=== Sayfa ===
%%
29 Aralık 2009 00:00

ALBATROS

VAN. Saatin tik takları devam ediyor biteviye bir tempoda.Saatin tik takları, malum ana kadar devam edecek.Ve o malum anda zaman duracak.

Paylaş

VAN. Saatin tik takları devam ediyor biteviye bir tempoda.
Saatin tik takları, malum ana kadar devam edecek.
Ve o malum anda zaman duracak.
Bir kırılma ile, bir patlama ile…
Marquez’in “Kızıl Pazartesi” romanında, kendi dışında kahramanın öleceğini herkes biliyordu.
Herkes eli kolu bağlı bekledi.
Tıpkı Hrant Dink cinayetinde olduğu gibi.
Küçük bir farkla.
Hrant öldürüleceğini biliyordu.
Yeri ve zamanı dışında.
Ve saatin tik takları işliyordu.
Onun için o muhteşem mektubu yazdı.
Ve deşifre etti gerçek katilleri.
Maddeten öldürüldü, ama ölümsüzleşti.
Vasilikos’un gerçeğe dayalı “Ölümsüz Z” romanındaki gibi…
Düğmeye basıldı,
Tam da yıldönümünde Maraş kıyımının.
O güzel barış insanı Barthelameos bir çığlık koyverdi.
Çarmıhta hissediyorum kendimi diye.
Hrant’ın son mektubu gibi bir çığlık.
Hemen “Yeni Çağ” kanlar içinde bedenini resmediyordu Saygıdeğer patriğin çarmıhta, sadistçe bir keyifle.
“Bartho çıldırdı” diye manşet atıyordu, sıcağı sıcağına servis edilen haberle diğer medyayı atlatarak.
%%
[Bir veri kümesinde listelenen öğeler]
%%
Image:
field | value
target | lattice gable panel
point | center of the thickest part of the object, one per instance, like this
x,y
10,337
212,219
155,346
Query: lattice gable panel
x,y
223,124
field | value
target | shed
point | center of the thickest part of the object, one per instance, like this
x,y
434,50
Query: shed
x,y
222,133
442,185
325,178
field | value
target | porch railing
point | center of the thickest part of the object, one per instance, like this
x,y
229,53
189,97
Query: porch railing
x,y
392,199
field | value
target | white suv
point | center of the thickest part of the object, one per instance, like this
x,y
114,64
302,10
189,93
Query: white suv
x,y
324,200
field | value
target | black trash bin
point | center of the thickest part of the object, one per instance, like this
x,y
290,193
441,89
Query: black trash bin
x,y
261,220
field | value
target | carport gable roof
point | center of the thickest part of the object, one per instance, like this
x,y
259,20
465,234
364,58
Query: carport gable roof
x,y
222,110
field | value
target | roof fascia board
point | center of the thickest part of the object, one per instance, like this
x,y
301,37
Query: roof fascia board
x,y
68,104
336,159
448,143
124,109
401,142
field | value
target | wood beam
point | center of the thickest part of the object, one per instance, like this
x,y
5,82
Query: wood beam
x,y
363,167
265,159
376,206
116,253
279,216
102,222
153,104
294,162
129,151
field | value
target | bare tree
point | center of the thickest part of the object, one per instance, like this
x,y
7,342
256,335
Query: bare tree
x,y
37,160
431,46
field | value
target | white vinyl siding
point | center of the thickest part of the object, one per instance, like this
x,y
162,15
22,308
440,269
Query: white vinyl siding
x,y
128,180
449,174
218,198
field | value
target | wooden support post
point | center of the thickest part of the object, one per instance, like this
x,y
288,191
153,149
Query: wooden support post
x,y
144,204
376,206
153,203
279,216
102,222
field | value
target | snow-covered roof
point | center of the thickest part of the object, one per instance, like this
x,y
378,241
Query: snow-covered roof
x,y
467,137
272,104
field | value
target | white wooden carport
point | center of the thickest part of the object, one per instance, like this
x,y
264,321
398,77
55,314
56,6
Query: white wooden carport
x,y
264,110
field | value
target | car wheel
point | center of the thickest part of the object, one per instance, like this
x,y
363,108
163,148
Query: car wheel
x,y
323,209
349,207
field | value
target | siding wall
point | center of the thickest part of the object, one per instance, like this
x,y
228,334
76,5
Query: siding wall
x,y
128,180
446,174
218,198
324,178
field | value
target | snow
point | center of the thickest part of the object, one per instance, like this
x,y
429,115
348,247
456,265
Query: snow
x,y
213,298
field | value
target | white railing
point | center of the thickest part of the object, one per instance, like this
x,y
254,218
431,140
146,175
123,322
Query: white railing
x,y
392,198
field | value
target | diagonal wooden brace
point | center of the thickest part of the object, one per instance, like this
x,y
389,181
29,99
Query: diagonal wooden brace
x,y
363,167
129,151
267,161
%%
=== Görev ===
Albatros başlıklı yazıda "Tıpkı Hrant Dink" ile "bir çığlık koyverdi." arasındaki kısmı, iki uç da dahil, hiç değiştirmeden geri verir misin?

=== Doğru Cevap ===
Tıpkı Hrant Dink cinayetinde olduğu gibi.
Küçük bir farkla.
Hrant öldürüleceğini biliyordu.
Yeri ve zamanı dışında.
Ve saatin tik takları işliyordu.
Onun için o muhteşem mektubu yazdı.
Ve deşifre etti gerçek katilleri.
Maddeten öldürüldü, ama ölümsüzleşti.
Vasilikos’un gerçeğe dayalı “Ölümsüz Z” romanındaki gibi…
Düğmeye basıldı,
Tam da yıldönümünde Maraş kıyımının.
O güzel barış insanı Barthelameos bir çığlık koyverdi.